## ESERCIZIO A
Stabilisci se ciascuna affermazione concorda con l'estratto del documento: (i) il volume è pensato come un manuale della comunicazione inclusiva; (ii) l'autore usa specchietti simili a quelli di un testo scolastico di lingua francese; (iii) secondo l'opera, parlare di disabilità è possibile ma difficile. Per ognuna rispondi sì o no e cita le parole decisive dell'estratto.

___ ESTRATTO DEL DOCUMENTO ___

È facile parlare di disabilità (se sai davvero come farlo)

Letture consigliate

La comunicazione giusta per un mondo inclusivo

di Iacopo Melio

L’intento dell’opera qui presentata risulta immediatamente chiaro a chiunque legga il titolo e il sottotitolo: parlare di disabilità non solo è possibile, ma addirittura facile, a patto però di saper utilizzare le parole giuste, che l’autore indica con grande sicurezza, ricorrendo a comodi specchietti, come quelli che si trovano solitamente in un testo di lingua inglese per le scuole.

Il volume è infatti pensato come un manuale della comunicazione inclusiva. Nell’introduzione Iacopo Melio si propone di contribuire a trasformare così profondamente il modo in cui si parla di disabilità da rendere superfluo ogni discorso specifico sull’eliminazione delle barriere architettoniche, sul diritto delle persone con disabilità ad una vita sociale ricca e non separata da quella delle persone non disabili e su ogni altra forma di discriminazione subita da coloro che hanno una disabilità.

___

## ESERCIZIO B
Aggiungi 148 a ogni coordinata dei riquadri nelle righe di dati che vanno da quella con "Question: is any gray" giù fino a quella con "[142,195,249,299]", estremi inclusi, e riporta per intero tutte queste righe e soltanto queste.

___ RIGHE DI DATI ___

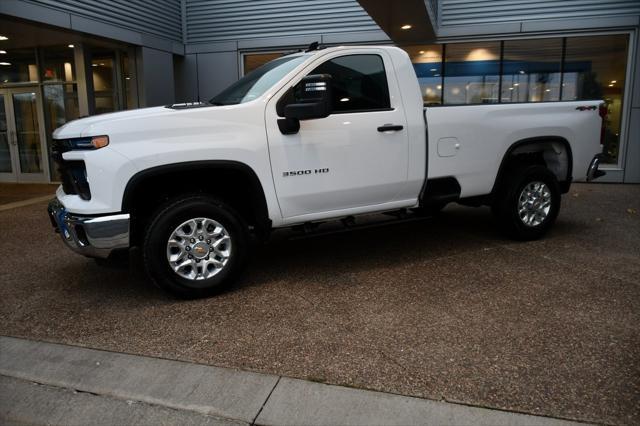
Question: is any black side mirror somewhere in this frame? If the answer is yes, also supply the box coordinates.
[278,74,332,135]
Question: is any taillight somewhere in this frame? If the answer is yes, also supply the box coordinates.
[598,102,609,145]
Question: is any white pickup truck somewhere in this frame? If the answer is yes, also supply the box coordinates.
[49,46,606,297]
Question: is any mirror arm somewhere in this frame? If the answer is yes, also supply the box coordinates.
[278,118,300,135]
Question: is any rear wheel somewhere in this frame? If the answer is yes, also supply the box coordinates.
[143,196,248,298]
[492,165,561,240]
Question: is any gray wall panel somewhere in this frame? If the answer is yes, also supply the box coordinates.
[186,0,379,44]
[197,52,240,100]
[138,47,175,107]
[173,55,198,102]
[440,0,640,26]
[22,0,182,42]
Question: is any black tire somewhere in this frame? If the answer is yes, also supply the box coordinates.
[492,165,561,241]
[142,195,249,299]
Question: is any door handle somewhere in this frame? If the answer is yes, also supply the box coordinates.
[378,124,404,132]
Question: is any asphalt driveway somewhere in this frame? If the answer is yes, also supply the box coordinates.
[0,184,640,424]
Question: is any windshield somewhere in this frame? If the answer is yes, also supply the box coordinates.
[209,55,309,105]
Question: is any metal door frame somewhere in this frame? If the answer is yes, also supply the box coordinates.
[0,85,50,183]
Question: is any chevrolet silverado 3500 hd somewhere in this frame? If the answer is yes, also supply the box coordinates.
[49,46,606,297]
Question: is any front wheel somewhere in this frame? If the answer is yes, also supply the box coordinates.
[492,165,561,240]
[143,196,248,299]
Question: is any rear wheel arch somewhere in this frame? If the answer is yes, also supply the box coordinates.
[492,136,573,194]
[122,160,271,243]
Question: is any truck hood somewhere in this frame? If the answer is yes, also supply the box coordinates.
[53,106,191,139]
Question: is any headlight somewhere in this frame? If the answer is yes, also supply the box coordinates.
[67,136,109,150]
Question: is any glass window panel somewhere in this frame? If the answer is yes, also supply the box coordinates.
[242,52,284,75]
[403,44,442,105]
[309,55,390,112]
[0,48,38,83]
[42,45,75,82]
[501,38,562,102]
[44,84,80,181]
[120,52,138,109]
[562,34,629,164]
[444,42,500,104]
[0,95,12,173]
[91,55,118,114]
[13,92,42,173]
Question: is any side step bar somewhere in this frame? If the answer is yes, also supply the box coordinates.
[288,209,431,240]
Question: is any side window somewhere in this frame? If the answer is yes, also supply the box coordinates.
[309,55,391,112]
[276,55,391,117]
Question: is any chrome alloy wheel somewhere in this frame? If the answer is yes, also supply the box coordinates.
[167,217,231,281]
[518,182,551,227]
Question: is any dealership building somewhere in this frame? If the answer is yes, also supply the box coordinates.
[0,0,640,183]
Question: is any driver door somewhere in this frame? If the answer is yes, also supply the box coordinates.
[265,49,409,222]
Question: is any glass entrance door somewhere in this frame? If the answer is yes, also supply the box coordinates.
[0,87,49,182]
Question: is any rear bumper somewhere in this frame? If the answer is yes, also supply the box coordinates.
[587,154,606,182]
[48,198,129,258]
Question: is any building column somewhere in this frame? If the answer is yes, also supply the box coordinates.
[73,43,95,117]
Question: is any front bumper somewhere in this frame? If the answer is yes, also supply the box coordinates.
[587,154,606,182]
[48,198,129,258]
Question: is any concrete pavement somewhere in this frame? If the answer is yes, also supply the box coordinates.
[0,184,640,425]
[0,337,579,426]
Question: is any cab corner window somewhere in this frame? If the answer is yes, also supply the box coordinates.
[309,55,391,113]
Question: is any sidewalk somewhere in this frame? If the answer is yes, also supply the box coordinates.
[0,183,58,211]
[0,337,579,425]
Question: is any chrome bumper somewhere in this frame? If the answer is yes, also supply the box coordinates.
[587,154,606,182]
[48,198,129,258]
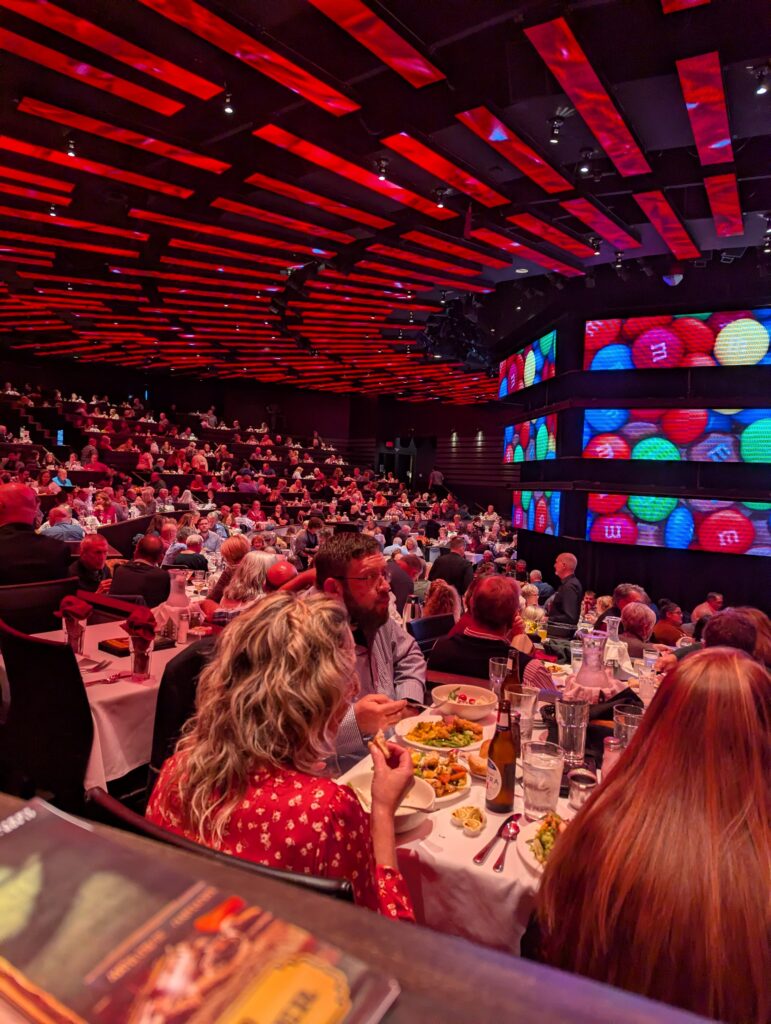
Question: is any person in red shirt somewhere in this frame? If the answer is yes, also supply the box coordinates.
[146,593,414,921]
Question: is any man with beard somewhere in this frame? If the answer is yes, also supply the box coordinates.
[315,534,426,759]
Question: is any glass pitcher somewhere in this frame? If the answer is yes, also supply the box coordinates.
[575,632,608,689]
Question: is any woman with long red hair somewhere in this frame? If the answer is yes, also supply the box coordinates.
[537,647,771,1024]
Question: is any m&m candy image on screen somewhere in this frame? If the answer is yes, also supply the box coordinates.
[587,493,771,557]
[511,490,562,537]
[498,331,557,398]
[584,309,771,370]
[581,409,771,463]
[504,413,557,462]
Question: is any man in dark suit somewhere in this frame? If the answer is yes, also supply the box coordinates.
[110,537,171,608]
[0,483,71,587]
[428,537,474,597]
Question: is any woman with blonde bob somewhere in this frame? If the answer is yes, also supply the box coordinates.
[147,594,414,920]
[525,647,771,1024]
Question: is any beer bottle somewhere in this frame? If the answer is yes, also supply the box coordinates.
[484,694,519,814]
[501,647,522,693]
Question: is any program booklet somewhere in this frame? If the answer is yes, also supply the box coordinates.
[0,800,399,1024]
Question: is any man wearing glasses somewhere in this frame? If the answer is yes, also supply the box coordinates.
[314,534,426,757]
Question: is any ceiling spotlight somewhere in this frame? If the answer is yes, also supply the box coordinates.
[579,150,592,178]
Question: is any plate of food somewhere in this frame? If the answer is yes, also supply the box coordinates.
[394,715,483,751]
[516,812,568,874]
[412,751,471,807]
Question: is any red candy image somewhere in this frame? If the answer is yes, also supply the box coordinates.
[698,509,755,555]
[632,327,685,370]
[661,409,710,444]
[584,434,632,459]
[589,515,637,544]
[672,316,715,354]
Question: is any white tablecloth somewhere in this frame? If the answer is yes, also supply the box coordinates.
[338,716,571,955]
[39,623,189,790]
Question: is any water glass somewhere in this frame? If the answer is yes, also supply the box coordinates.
[506,687,539,742]
[613,705,645,748]
[555,700,589,767]
[522,740,564,821]
[488,657,509,696]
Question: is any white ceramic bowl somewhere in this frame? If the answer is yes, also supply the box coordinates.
[347,771,434,833]
[431,683,498,722]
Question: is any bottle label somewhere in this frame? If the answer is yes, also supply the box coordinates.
[484,758,503,800]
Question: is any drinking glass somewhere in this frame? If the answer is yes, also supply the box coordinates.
[613,705,645,748]
[555,700,589,767]
[506,687,539,742]
[522,740,564,821]
[488,657,509,695]
[570,640,584,675]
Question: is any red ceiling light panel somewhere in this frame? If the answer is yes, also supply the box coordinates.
[254,125,458,220]
[524,17,650,177]
[635,190,701,259]
[471,227,584,278]
[560,199,640,252]
[506,213,594,258]
[704,174,744,239]
[17,97,230,174]
[383,131,509,207]
[0,29,184,117]
[245,173,393,228]
[456,106,572,193]
[135,0,359,117]
[677,50,733,166]
[0,0,222,99]
[303,0,444,89]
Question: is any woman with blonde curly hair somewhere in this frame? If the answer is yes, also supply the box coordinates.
[147,594,414,920]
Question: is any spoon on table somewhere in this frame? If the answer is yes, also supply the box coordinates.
[492,821,519,872]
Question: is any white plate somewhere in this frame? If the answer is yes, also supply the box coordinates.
[393,715,484,754]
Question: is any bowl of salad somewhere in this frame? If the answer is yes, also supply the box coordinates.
[431,683,498,722]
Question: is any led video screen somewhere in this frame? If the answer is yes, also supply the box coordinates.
[498,331,557,398]
[504,413,557,462]
[511,490,562,537]
[584,309,771,370]
[587,493,771,556]
[583,409,771,463]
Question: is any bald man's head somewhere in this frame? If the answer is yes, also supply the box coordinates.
[0,483,38,526]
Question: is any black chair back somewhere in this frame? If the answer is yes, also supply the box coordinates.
[86,786,353,903]
[0,621,93,811]
[0,577,79,633]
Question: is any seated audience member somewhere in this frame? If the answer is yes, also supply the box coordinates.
[423,580,468,622]
[691,591,723,623]
[317,534,426,758]
[428,575,551,689]
[172,534,209,572]
[653,601,687,647]
[44,505,86,541]
[428,537,474,597]
[147,594,414,920]
[523,647,771,1024]
[69,534,112,594]
[110,537,171,608]
[618,601,656,657]
[0,483,71,587]
[594,583,645,631]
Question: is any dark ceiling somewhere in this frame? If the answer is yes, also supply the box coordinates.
[0,0,771,403]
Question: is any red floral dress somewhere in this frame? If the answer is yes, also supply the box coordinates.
[146,755,415,921]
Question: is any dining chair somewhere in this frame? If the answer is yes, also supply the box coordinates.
[86,786,353,903]
[0,577,79,633]
[0,620,93,811]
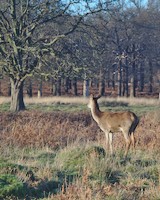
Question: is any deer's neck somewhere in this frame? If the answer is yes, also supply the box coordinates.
[91,102,102,123]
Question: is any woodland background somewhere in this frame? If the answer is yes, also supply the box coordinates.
[0,0,160,107]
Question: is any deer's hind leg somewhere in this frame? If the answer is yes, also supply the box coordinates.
[105,131,113,155]
[122,130,131,158]
[130,132,135,151]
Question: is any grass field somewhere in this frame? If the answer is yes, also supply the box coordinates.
[0,97,160,200]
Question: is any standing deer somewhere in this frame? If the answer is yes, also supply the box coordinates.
[88,95,139,158]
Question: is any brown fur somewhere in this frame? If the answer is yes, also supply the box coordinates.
[88,95,139,157]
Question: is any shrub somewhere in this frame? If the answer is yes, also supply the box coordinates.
[0,174,24,198]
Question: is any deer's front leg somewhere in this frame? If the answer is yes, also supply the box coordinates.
[105,131,113,155]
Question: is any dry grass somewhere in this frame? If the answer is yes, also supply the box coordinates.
[0,111,160,152]
[0,111,160,200]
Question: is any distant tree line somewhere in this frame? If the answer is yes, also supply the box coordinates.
[0,0,160,111]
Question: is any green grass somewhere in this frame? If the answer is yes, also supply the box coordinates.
[0,143,160,200]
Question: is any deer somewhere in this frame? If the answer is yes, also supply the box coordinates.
[88,94,139,159]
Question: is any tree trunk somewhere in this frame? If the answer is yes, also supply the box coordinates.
[124,57,129,97]
[10,79,25,112]
[37,77,43,98]
[149,60,153,93]
[73,77,78,96]
[130,45,136,97]
[27,79,33,98]
[57,77,62,96]
[51,78,57,96]
[118,60,122,97]
[140,62,144,92]
[99,69,105,96]
[83,79,89,97]
[65,77,69,94]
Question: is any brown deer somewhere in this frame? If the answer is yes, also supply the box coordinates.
[88,95,139,158]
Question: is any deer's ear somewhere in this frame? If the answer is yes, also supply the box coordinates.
[95,94,101,100]
[89,94,94,99]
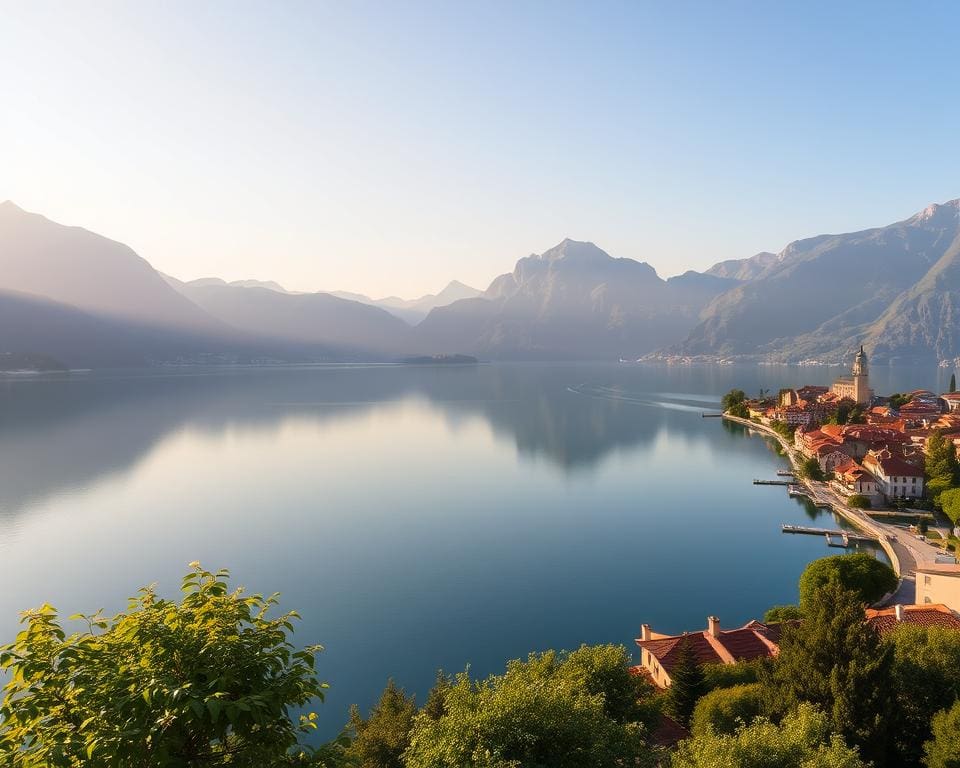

___

## SOLUZIONE SVOLTA A
(i) Sì: "Il volume è infatti pensato come un manuale della comunicazione inclusiva."
(ii) No: "come quelli che si trovano solitamente in un testo di lingua inglese per le scuole"
(iii) No: "parlare di disabilità non solo è possibile, ma addirittura facile"

## SOLUZIONE SVOLTA B
Question: is any gray wall panel somewhere in this frame? If the answer is yes, also supply the box coordinates.
[334,148,527,192]
[345,200,388,248]
[286,195,323,255]
[321,203,346,250]
[588,148,788,174]
[170,148,330,190]
Question: is any black tire somewhere in this frame? If the answer is yes, also supply the box coordinates.
[640,313,709,389]
[290,343,397,447]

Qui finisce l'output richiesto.